**Directions**
Copy out all the records, word for word.

Entries taken from a collection
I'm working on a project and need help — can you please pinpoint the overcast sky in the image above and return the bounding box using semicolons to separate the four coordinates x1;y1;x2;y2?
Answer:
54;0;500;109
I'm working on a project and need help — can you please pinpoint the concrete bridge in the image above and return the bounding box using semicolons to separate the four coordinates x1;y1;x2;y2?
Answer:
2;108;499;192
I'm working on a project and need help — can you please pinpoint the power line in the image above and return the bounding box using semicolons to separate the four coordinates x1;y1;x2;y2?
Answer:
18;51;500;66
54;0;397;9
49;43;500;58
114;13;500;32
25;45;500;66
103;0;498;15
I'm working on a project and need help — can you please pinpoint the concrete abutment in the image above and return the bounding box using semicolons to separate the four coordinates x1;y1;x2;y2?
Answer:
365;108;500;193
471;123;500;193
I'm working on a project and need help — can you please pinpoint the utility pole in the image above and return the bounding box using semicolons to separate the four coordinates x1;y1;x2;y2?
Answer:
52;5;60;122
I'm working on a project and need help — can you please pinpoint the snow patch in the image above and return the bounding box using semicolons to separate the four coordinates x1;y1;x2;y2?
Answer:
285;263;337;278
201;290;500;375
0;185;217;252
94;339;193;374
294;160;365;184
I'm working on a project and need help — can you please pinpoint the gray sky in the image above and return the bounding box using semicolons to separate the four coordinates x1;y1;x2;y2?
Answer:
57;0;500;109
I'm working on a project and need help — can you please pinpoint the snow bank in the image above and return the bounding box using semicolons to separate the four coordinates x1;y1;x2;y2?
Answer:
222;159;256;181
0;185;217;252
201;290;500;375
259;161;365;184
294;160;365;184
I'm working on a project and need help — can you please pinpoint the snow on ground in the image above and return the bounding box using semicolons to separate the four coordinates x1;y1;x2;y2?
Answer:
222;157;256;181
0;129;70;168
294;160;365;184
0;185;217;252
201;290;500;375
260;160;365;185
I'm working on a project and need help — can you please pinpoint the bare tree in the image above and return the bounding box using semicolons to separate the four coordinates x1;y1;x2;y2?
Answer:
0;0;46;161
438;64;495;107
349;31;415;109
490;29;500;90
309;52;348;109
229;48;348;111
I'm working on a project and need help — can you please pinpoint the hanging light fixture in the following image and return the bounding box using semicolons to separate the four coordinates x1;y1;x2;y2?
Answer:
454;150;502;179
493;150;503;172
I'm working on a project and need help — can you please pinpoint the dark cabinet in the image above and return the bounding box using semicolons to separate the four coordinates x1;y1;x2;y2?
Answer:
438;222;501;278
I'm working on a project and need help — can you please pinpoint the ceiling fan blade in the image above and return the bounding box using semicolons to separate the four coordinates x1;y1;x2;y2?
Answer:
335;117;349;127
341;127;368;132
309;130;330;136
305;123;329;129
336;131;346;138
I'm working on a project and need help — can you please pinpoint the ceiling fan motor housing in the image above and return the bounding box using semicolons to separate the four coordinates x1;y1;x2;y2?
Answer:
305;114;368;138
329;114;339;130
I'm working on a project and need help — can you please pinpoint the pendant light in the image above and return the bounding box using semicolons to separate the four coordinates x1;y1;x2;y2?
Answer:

**Solution to the problem**
I'm working on a project and need help — can you please pinpoint the overcast sky in the image above and return the bounding box using semicolons to separate the four coordinates x1;y1;x2;y2?
Answer:
54;0;500;109
I'm working on a project and need help — can you please pinpoint the concrete bridge in the image above and return the bounding box using semicolons to separate the four coordinates x1;y1;x2;y2?
Answer:
2;108;499;192
I'm working on a project and need help — can you please pinpoint the power line in the image above and return the bounding box using semicolons to separate the four coordinates x1;y1;x2;y2?
Answer:
18;51;500;66
54;0;397;9
49;43;500;58
114;13;500;32
25;45;500;66
103;0;498;15
I'm working on a project and need help — can you please pinpoint the concrete abutment in the image above and return the bounding box using semicolons to separate the four coordinates x1;y1;x2;y2?
Answer:
365;108;500;193
471;123;500;193
I'm working on a project and need help — can you please pinpoint the utility pole in the image above and return the bounding box using semicolons to separate the four coordinates x1;y1;x2;y2?
Answer:
52;5;60;122
I'm working on a project and need help — can you please pinpoint the snow patch in the image above and return the bounding box using semicolons to separate the four coordinates x1;y1;x2;y2?
Answer:
285;263;337;278
201;290;500;375
0;185;217;252
94;339;193;374
294;160;365;184
I'm working on a project and need help — can you please pinpoint the gray sky in the image above and return the bounding box using semicolons to separate the four coordinates x1;y1;x2;y2?
Answer:
57;0;500;109
I'm working on a project and need help — can you please pinpoint the snow bank in the image above and return the bounding box using semicolons to separate the four coordinates x1;y1;x2;y2?
Answer:
222;159;256;181
0;185;217;252
201;290;500;375
259;161;365;184
294;160;365;184
I'm working on a project and need help — can you please pinpoint the snow on ground in the image above and return the bounding box using semicolons to separate the four coordinates x1;y1;x2;y2?
Answer:
222;157;256;181
0;129;70;168
294;160;365;184
0;185;217;252
201;290;500;375
260;160;365;185
I'm working on a project and need help — can you please pinpoint the bare tree in the image above and return the bounding box using semicolons to separate the four coordinates x1;y1;x2;y2?
Answer:
0;0;46;161
438;64;495;107
349;31;415;109
490;29;500;90
309;52;348;109
229;48;348;111
I'm working on a project and need help — can you please pinpoint the hanging light fixture in the following image and return the bounding box using semicolons to separate the four coordinates x1;y1;x2;y2?
Answer:
454;150;502;179
493;150;503;172
I'm working on a project and need help — can you please pinpoint the dark cabinet in the image above and return the bounding box using semicolons to separate the four coordinates x1;y1;x2;y2?
Answer:
438;222;501;278
I'm working on a project and need help — can you please pinpoint the ceiling fan blade in the image above and return the bounding box using semicolons to separate the four coordinates x1;y1;x2;y2?
Answer:
335;117;349;127
341;127;368;132
309;130;330;136
305;123;329;129
336;131;346;138
I'm working on a project and need help — can you please pinpoint the ceiling fan motor housing in the image above and return the bounding box using semicolons to separate the four coordinates x1;y1;x2;y2?
Answer:
305;114;368;138
329;114;339;130
I'm working on a project and need help — can you please pinpoint the pendant light in the image above and return the bounding box using semicolons to separate the four coordinates x1;y1;x2;y2?
Answer:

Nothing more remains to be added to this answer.